設問:
#1 尿路結石の記事のうち、「尿路結石、高尿酸血症……。な」を含む語句で始まり「わず叫んでしまいました——」」で終わる部分を、「下腹部」を「腰」と入れ替えて書き出してもらえますか？
#2 女性の尿路結石を扱った記事を、最後の文の後から続けて書いてもらえますか？

--- 本文抜粋 ---

尿路結石、高尿酸血症……。なんとなく「男性しかかからない」と思っていた病気に悩まされる女性が増えているそう。実は、女性ならではの生活習慣が招くことも多い「気をつけるべき病気」を知り、病気を招く生活習慣を正しましょう。
「冷や汗が出るほど激しい痛みが下腹部に走り、頻尿で何度も駅のトイレに駆け込んで用を足すと、便器が血で真っ赤になったので思わず叫んでしまいました——」
悪夢の出来事を振り返るのは、都内に住む50代の女性。病院に駆け込むと「尿路結石」と言われた。
「尿路結石は汗を大量にかく夏場によく起こる病気です。体内の水分が汗で失われるので、尿中のシュウ酸カルシウムの量が増えて結晶化される。つまり“石”ができます。その石が尿路でつまることで激痛に見舞われるのです。そもそも中高年の男性がかかる病気なのですが、最近は女性でもかかる人がいるようです」
そう語るのは、石黒クリニック(岐阜市)の石黒源之院長。女性は女性ホルモンが減少してくる年代になると、体調の異変が起こり、更年期障害のほかにもさまざまな病気にかかりやすくなる。その1つが「尿路結石」。血中のカルシウムの量が不足してくると、背骨や太ももの骨を溶かして補おうとする。その働きにより、一時的に血中のカルシウム量が増えてくるという。
「そこに、ほうれん草やたけのこ、紅茶、チョコレートなどシュウ酸を多く含む食べ物を取りすぎると、さらに血中のシュウ酸カルシウム量が増えてきます。また、更年期ではない若い世代でも、カルシウムなどのサプリメントを大量に取ると、石ができやすくなるという報告もあるので気をつけましょう」(石黒院長・以下同)

--- データ ---

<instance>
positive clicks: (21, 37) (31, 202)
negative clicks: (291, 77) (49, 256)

---

回答:
#1
尿路結石、高尿酸血症……。なんとなく「男性しかかからない」と思っていた病気に悩まされる女性が増えているそう。実は、女性ならではの生活習慣が招くことも多い「気をつけるべき病気」を知り、病気を招く生活習慣を正しましょう。
「冷や汗が出るほど激しい痛みが腰に走り、頻尿で何度も駅のトイレに駆け込んで用を足すと、便器が血で真っ赤になったので思わず叫んでしまいました——」

#2
尿路結石のほかにも、高尿酸血症や痛風や、脂肪肝といった“おじさんの病気”にかかる女性が増えているという。
「女性ホルモンには尿酸の排出を促す働きがあるため、痛風になる女性は少ないといわれていました。ところが近ごろは、お酒を男性並みに飲む人も増えていますし、お肉など高カロリーなものを取るので、内臓脂肪がたまりやすくなります。一方で炭水化物抜きダイエットなどで高タンパク質の食事を取っている人は、プリン体の摂取が増えて、高尿酸血症や痛風になりやすいのです」
さらに「若いころはいくら食べても太らなかったのが、最近急激に体重が増えた」という人も多いが、これは閉経後、女性ホルモンが減っているにもかかわらず、同じ食生活を続けていることで起こる問題だ。以前は皮下脂肪として蓄積されていた余ったエネルギーが、内臓脂肪として蓄積されるように。その内臓脂肪は肝臓にも蓄積して、脂肪肝を引き起こす。
「食事で取った脂質は小腸で吸収され、肝臓で脂肪酸に、糖質はブドウ糖に分解されてから肝臓で中性脂肪に変化しますが、摂取エネルギーが消費エネルギーを上回ると、使いきれなかった脂肪酸やブドウ糖が中性脂肪として肝臓に蓄積されてしまうのです。放っておくと、肝硬変や肝臓がんに進行する可能性があるので危険です」
そんな「おじさんの病気」にならないための心得8カ条は次のとおり。
【1】「BMI(肥満指数)」は25以下をキープする
【2】「ほうれん草」を食べすぎない
【3】アルコールは「禁酒」、もしくは「節酒」を心がける
【4】1日30分以上「早歩き」をする
【5】「サプリ」を取りすぎない
【6】「カフェイン・糖分抜き」の水分を取る
【7】「炭水化物抜きダイエット」は控える
【8】ストレスをためないで「十分な睡眠」を取る
「おじさんの病気」の恐怖を遠ざけるためにまず必要なのは、ダイエットだ。「BMI(肥満指数)」は25以下をキープすること。
「尿路結石は、食事の欧米化や運動不足といった生活習慣の乱れが原因の1つです。食べすぎ飲みすぎを控えるなど、食生活を見直して、シュウ酸を多く含む、ほうれん草は食べすぎないようにしましょう。また、1日30分『早歩き』するなど運動を習慣づけてメタボ気味の人はダイエットするように。夏場は外出先でトイレが近くならないように、水分を控える女性が多いのですが、アイスコーヒーやアイスティーではなく、『カフェイン・糖分抜き』の水分を取ること。熱中症対策にもなります」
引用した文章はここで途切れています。